__What you will do__.
Report how many lines in the items below contain the string "jersey", matching case exactly. Give only the number.
==== Given data ====
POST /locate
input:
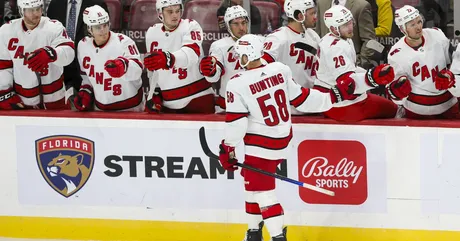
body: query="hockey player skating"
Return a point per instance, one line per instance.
(421, 57)
(337, 61)
(174, 48)
(221, 63)
(258, 111)
(33, 52)
(110, 67)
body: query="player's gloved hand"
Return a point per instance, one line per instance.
(208, 66)
(380, 75)
(40, 58)
(10, 101)
(444, 80)
(227, 157)
(159, 60)
(83, 101)
(399, 89)
(154, 105)
(344, 89)
(116, 67)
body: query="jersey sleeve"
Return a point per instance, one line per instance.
(304, 99)
(273, 47)
(216, 52)
(6, 65)
(132, 57)
(236, 117)
(63, 45)
(191, 50)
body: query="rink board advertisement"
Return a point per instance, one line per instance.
(152, 167)
(70, 178)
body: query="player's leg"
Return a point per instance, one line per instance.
(261, 189)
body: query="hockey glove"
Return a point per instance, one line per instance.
(159, 60)
(444, 80)
(10, 101)
(117, 67)
(380, 75)
(399, 89)
(40, 58)
(208, 66)
(227, 157)
(344, 89)
(154, 105)
(83, 101)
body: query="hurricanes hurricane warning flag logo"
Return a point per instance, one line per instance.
(66, 162)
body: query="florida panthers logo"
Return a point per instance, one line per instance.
(66, 162)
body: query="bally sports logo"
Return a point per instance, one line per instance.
(336, 165)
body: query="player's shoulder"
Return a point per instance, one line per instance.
(313, 34)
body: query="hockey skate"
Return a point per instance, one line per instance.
(255, 234)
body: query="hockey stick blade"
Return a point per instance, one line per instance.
(208, 152)
(312, 50)
(374, 45)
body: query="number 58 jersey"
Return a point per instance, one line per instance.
(258, 109)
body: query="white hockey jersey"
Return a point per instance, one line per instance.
(280, 47)
(337, 57)
(183, 82)
(16, 43)
(228, 65)
(258, 109)
(112, 94)
(420, 66)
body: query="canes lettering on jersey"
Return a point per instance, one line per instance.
(112, 92)
(421, 66)
(52, 50)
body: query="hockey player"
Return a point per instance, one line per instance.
(337, 61)
(175, 49)
(33, 52)
(422, 57)
(258, 112)
(110, 67)
(279, 45)
(221, 64)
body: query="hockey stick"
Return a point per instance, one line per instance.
(41, 105)
(300, 45)
(208, 152)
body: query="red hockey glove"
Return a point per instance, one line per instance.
(154, 105)
(380, 75)
(117, 67)
(40, 58)
(10, 101)
(344, 89)
(399, 89)
(159, 60)
(227, 157)
(208, 66)
(83, 101)
(444, 80)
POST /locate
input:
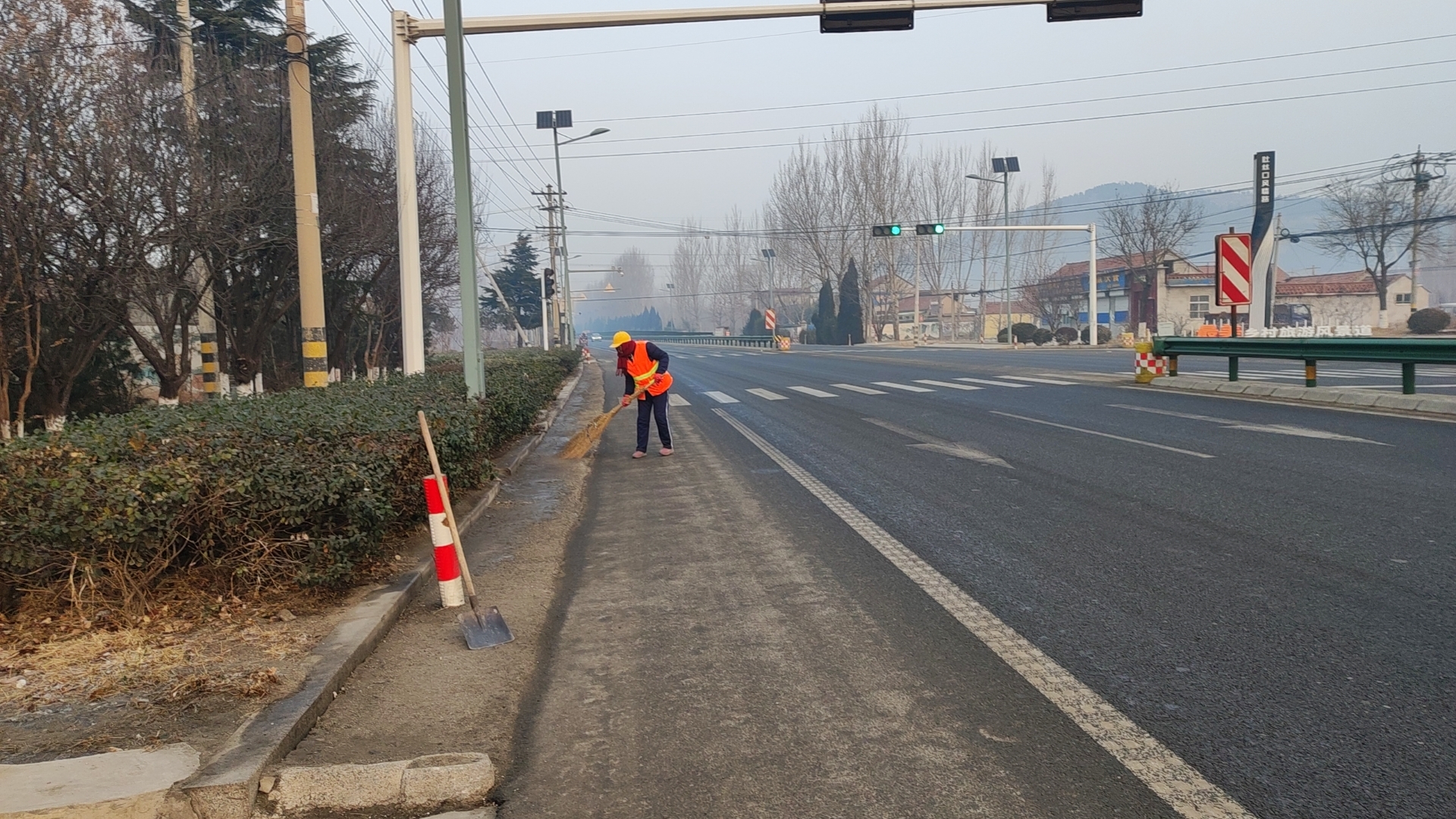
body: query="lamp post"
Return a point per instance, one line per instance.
(1006, 165)
(557, 120)
(769, 254)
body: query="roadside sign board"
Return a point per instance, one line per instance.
(1235, 257)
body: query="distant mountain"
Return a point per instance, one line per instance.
(1220, 212)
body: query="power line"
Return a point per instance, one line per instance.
(1038, 83)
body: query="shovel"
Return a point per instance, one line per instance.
(481, 630)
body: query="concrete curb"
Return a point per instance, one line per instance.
(1329, 395)
(228, 784)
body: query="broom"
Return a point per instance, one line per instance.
(582, 442)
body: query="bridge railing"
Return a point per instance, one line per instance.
(764, 341)
(1405, 352)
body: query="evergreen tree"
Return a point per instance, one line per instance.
(755, 325)
(824, 319)
(523, 289)
(849, 325)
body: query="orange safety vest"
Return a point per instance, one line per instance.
(644, 371)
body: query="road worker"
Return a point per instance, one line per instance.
(645, 368)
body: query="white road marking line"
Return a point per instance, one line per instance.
(767, 395)
(859, 390)
(998, 384)
(1251, 428)
(1175, 781)
(905, 387)
(1106, 435)
(1040, 381)
(946, 384)
(943, 447)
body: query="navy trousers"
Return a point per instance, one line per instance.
(650, 407)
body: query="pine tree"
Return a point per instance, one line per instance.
(849, 325)
(523, 289)
(824, 319)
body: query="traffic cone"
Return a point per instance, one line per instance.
(447, 569)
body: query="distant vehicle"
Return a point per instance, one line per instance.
(1292, 315)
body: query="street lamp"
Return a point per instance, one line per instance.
(1008, 165)
(557, 120)
(769, 254)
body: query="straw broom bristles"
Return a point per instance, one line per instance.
(582, 442)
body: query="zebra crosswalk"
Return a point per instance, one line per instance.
(916, 387)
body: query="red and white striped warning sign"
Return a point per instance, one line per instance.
(447, 569)
(1235, 253)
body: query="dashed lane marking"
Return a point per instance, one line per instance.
(767, 395)
(1059, 382)
(1106, 435)
(859, 390)
(996, 382)
(951, 385)
(1175, 781)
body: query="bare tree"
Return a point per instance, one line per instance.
(1149, 229)
(1372, 222)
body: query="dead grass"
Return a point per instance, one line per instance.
(169, 656)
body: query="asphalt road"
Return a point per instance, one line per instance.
(1263, 588)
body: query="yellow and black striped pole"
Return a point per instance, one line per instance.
(306, 202)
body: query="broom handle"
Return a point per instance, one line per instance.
(444, 496)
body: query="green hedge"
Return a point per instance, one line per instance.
(299, 485)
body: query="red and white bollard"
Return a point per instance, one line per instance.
(447, 569)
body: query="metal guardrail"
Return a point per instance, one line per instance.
(1405, 352)
(766, 341)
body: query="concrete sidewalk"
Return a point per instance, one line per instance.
(727, 648)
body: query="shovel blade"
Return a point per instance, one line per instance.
(485, 630)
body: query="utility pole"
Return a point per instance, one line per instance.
(206, 308)
(918, 289)
(411, 299)
(551, 256)
(465, 202)
(306, 200)
(1421, 181)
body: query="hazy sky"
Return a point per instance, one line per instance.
(682, 145)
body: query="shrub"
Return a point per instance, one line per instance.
(299, 485)
(1429, 321)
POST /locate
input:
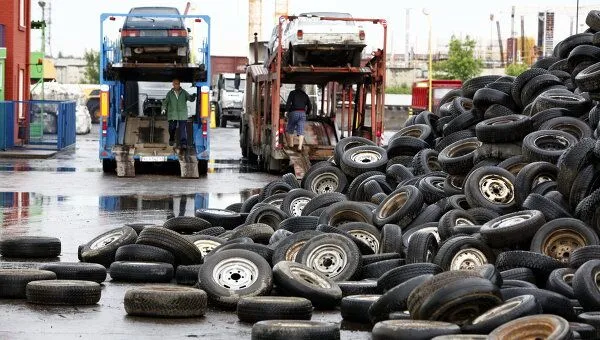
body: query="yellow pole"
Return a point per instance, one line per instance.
(430, 72)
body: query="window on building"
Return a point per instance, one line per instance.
(22, 13)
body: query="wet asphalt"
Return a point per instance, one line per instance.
(69, 197)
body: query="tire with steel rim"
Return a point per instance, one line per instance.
(325, 179)
(297, 279)
(559, 238)
(229, 275)
(491, 187)
(102, 248)
(543, 326)
(362, 159)
(332, 255)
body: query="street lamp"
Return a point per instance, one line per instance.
(430, 66)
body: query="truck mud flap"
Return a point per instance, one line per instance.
(125, 162)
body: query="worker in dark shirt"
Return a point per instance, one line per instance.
(298, 106)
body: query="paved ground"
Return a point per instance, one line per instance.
(69, 197)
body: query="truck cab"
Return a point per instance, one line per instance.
(228, 95)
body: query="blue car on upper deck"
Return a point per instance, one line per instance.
(148, 37)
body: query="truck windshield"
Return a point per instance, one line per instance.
(230, 84)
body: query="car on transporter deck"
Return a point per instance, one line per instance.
(148, 38)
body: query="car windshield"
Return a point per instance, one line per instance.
(313, 18)
(230, 84)
(143, 14)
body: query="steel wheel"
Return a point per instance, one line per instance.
(106, 240)
(328, 259)
(561, 243)
(324, 183)
(235, 273)
(497, 189)
(468, 259)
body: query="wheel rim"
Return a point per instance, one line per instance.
(561, 243)
(511, 221)
(206, 246)
(328, 259)
(297, 205)
(497, 189)
(467, 259)
(502, 309)
(310, 277)
(292, 252)
(324, 183)
(235, 273)
(364, 157)
(367, 238)
(106, 240)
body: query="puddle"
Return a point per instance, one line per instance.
(19, 209)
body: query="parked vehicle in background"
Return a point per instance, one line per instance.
(228, 94)
(146, 37)
(311, 39)
(420, 93)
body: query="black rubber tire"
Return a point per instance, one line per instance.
(259, 308)
(400, 207)
(225, 295)
(347, 143)
(353, 167)
(225, 218)
(143, 253)
(295, 329)
(511, 309)
(422, 248)
(267, 214)
(397, 276)
(298, 280)
(395, 299)
(582, 255)
(323, 201)
(63, 292)
(448, 251)
(187, 275)
(335, 180)
(287, 249)
(186, 224)
(512, 229)
(575, 227)
(504, 129)
(477, 198)
(295, 201)
(14, 281)
(154, 272)
(355, 308)
(348, 251)
(413, 329)
(104, 253)
(165, 302)
(551, 302)
(30, 247)
(560, 281)
(540, 264)
(76, 271)
(258, 232)
(185, 252)
(344, 212)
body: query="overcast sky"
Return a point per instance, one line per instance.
(75, 23)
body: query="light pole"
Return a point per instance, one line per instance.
(430, 66)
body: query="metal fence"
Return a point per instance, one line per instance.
(43, 124)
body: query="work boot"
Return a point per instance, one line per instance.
(300, 141)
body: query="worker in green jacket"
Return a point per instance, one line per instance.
(175, 106)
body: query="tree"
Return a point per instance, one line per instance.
(461, 63)
(516, 69)
(92, 67)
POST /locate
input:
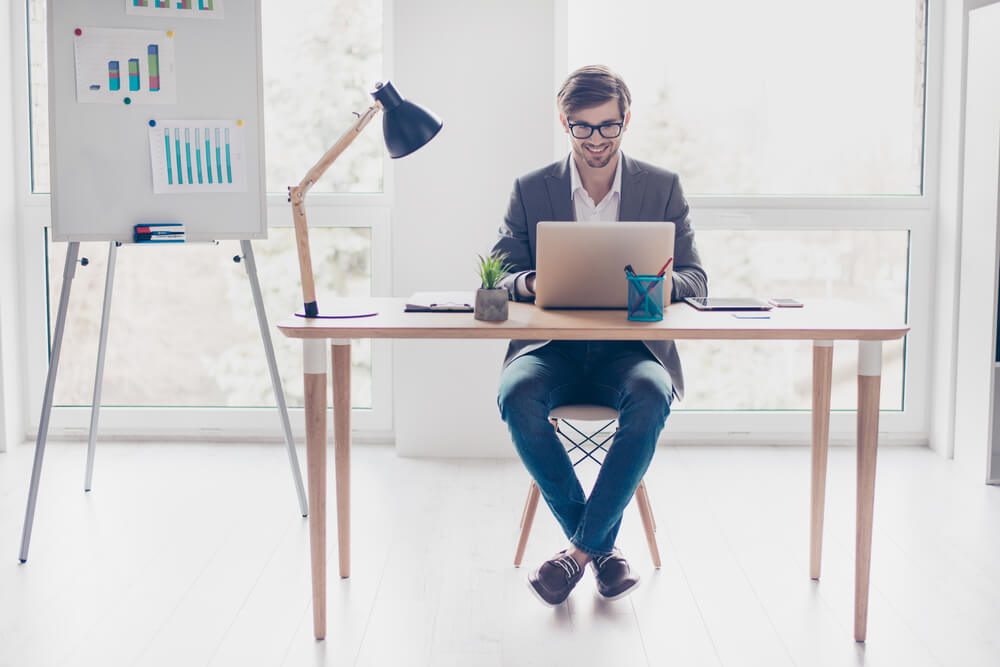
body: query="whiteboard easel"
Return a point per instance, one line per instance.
(102, 179)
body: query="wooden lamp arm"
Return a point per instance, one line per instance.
(297, 197)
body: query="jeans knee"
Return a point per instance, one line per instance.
(650, 396)
(518, 399)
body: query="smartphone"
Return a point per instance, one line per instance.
(785, 303)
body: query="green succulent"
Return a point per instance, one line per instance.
(492, 269)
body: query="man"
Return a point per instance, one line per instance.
(596, 182)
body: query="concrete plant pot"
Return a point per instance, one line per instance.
(491, 304)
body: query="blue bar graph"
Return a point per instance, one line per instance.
(166, 144)
(177, 148)
(208, 156)
(229, 164)
(197, 151)
(218, 155)
(187, 150)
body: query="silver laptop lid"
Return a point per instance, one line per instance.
(582, 264)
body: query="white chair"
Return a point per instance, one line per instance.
(583, 446)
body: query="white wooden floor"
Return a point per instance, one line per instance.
(195, 555)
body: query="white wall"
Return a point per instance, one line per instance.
(11, 406)
(486, 69)
(978, 277)
(949, 226)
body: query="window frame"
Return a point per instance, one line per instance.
(371, 210)
(917, 214)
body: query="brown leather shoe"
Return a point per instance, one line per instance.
(615, 578)
(554, 580)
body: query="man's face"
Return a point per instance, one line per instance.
(596, 151)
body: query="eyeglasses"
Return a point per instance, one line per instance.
(585, 130)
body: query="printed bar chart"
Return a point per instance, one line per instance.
(202, 9)
(133, 74)
(149, 61)
(114, 75)
(197, 156)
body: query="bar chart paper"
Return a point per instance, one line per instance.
(115, 66)
(197, 156)
(192, 9)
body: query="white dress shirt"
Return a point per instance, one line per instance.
(585, 210)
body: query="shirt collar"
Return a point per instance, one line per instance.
(575, 183)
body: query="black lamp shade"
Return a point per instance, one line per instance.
(405, 125)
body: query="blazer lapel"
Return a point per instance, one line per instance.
(633, 190)
(560, 198)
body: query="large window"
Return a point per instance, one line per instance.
(776, 97)
(867, 268)
(170, 305)
(804, 124)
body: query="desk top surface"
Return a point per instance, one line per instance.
(818, 320)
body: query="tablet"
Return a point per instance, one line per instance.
(713, 303)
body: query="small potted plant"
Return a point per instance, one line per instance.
(491, 300)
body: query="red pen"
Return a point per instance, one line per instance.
(649, 287)
(665, 267)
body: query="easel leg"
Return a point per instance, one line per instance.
(272, 366)
(72, 252)
(102, 346)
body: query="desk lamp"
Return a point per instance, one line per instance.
(406, 128)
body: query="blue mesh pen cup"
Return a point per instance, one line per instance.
(645, 298)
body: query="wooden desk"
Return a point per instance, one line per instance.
(820, 322)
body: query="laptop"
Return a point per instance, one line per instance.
(582, 264)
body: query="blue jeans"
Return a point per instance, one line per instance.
(620, 374)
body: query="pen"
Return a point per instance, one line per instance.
(665, 267)
(649, 287)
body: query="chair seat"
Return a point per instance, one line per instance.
(583, 412)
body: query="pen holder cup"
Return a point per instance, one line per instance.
(645, 298)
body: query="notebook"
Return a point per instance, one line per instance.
(440, 302)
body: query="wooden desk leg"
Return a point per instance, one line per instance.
(314, 367)
(869, 385)
(822, 379)
(342, 449)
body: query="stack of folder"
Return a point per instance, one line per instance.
(159, 232)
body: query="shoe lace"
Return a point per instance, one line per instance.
(568, 564)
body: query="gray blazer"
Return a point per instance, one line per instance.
(648, 194)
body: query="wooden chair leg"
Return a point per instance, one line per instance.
(527, 518)
(646, 512)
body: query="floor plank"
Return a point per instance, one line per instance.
(195, 554)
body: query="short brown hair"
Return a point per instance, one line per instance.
(591, 86)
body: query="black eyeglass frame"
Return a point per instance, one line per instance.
(600, 129)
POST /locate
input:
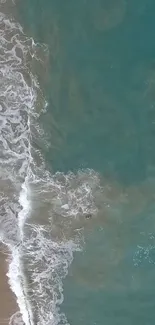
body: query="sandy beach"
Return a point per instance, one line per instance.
(8, 305)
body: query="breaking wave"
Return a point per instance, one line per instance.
(42, 215)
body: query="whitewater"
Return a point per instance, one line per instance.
(42, 215)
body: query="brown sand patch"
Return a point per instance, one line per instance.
(8, 305)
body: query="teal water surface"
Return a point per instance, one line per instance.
(100, 86)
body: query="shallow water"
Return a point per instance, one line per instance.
(83, 183)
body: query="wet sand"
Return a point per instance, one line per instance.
(8, 305)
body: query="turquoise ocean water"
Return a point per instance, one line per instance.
(100, 88)
(98, 79)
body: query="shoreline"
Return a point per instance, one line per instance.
(8, 305)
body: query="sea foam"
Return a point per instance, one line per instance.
(41, 214)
====
__Exercise answer__.
4